▶ [What you should do]: This exercise calls for copying every line below that holds the word "laminate".

▶ [Records shown]:
⁂

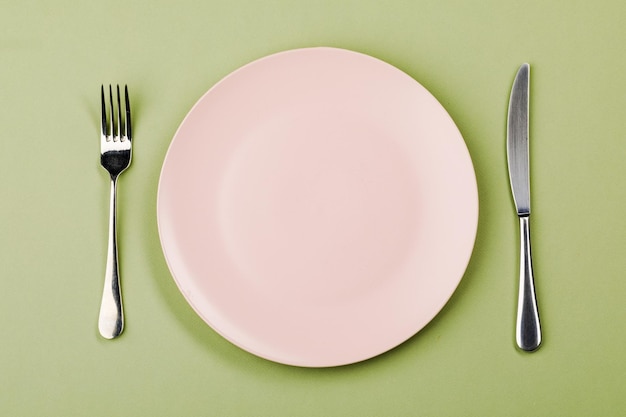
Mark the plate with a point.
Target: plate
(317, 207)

⁂

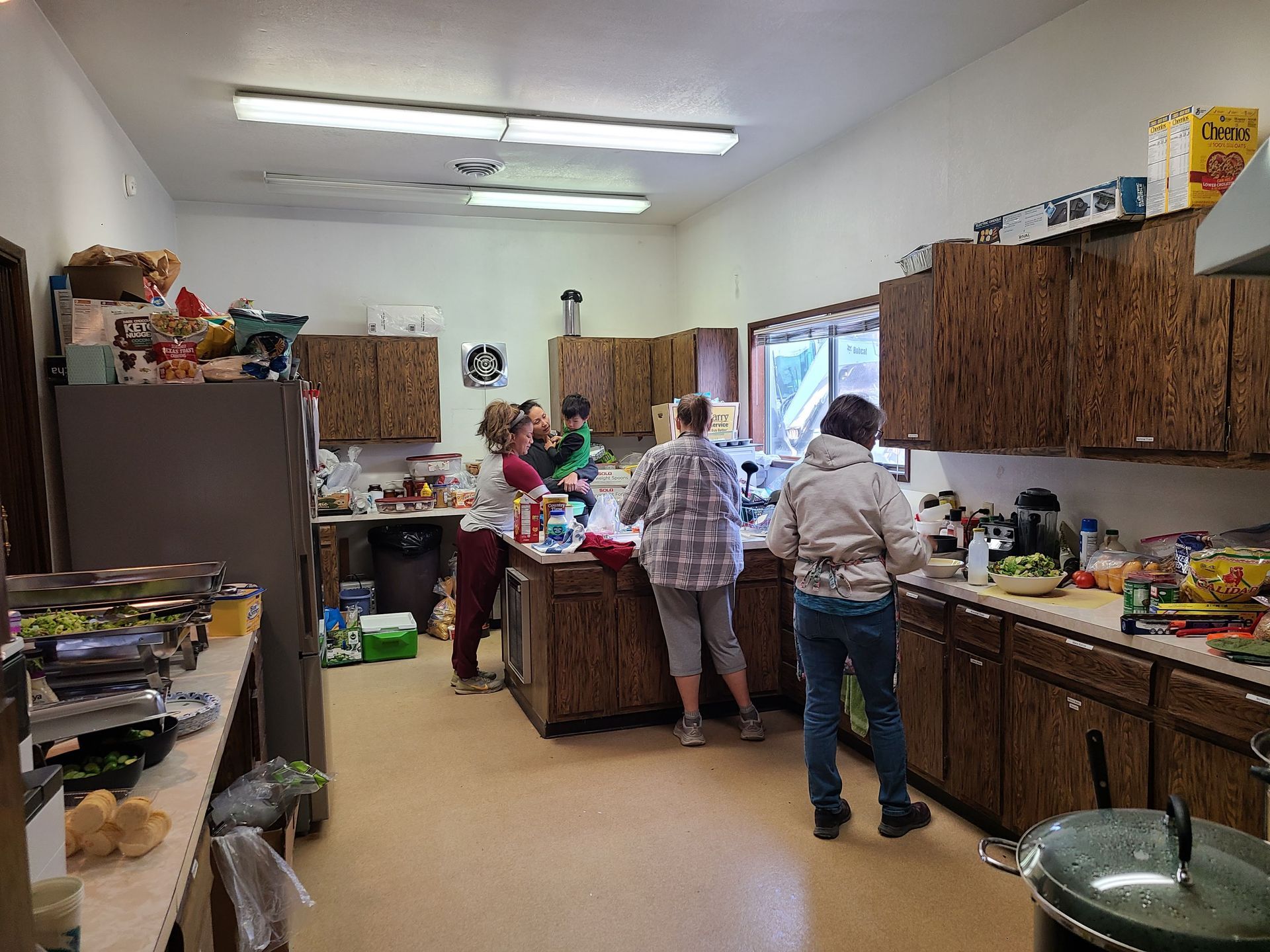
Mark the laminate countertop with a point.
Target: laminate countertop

⁂

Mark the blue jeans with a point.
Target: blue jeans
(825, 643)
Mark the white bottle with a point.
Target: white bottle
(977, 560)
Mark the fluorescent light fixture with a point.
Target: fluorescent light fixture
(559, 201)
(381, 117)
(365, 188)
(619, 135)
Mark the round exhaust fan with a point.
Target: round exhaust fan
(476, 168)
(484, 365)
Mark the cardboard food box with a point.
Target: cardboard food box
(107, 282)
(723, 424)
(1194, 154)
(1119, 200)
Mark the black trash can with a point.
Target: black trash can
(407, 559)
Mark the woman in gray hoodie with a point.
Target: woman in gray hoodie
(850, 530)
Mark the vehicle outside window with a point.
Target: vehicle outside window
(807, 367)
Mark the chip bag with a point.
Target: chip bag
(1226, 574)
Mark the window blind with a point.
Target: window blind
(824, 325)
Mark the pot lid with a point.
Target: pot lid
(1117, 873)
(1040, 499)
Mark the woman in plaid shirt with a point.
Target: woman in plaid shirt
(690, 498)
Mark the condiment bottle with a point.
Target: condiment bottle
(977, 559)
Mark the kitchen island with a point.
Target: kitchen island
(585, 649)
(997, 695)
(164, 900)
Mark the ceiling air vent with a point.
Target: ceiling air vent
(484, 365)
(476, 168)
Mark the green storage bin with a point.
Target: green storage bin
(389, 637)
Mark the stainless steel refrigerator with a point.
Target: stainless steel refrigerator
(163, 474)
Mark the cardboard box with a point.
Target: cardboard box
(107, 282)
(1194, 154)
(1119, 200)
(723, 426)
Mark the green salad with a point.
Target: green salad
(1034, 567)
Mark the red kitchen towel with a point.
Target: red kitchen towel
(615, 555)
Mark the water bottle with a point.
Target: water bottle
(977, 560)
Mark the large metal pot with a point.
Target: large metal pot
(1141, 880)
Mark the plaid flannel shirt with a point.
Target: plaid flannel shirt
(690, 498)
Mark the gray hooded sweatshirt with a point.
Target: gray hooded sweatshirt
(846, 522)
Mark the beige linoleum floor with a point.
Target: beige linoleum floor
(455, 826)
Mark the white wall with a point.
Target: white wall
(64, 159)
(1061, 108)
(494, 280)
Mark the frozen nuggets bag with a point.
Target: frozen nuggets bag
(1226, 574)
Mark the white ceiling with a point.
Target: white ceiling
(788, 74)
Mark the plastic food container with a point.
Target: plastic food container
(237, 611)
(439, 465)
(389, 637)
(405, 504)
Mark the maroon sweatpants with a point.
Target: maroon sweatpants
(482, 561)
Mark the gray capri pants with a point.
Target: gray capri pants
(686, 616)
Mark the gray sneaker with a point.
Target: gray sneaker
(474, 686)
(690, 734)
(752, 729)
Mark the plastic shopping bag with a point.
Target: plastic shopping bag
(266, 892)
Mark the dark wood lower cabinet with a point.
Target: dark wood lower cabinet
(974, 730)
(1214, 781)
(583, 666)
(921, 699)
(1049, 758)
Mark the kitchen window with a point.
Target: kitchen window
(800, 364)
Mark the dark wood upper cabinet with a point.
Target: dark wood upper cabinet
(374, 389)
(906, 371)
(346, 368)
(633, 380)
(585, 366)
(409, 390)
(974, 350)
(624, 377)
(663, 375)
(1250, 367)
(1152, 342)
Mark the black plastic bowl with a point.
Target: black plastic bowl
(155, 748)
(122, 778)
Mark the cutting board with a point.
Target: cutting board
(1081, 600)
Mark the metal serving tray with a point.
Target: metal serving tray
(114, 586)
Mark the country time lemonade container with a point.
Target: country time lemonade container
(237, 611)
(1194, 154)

⁂

▶ [Output below]:
Mark the laminate countertop with a point.
Target: laminate countertop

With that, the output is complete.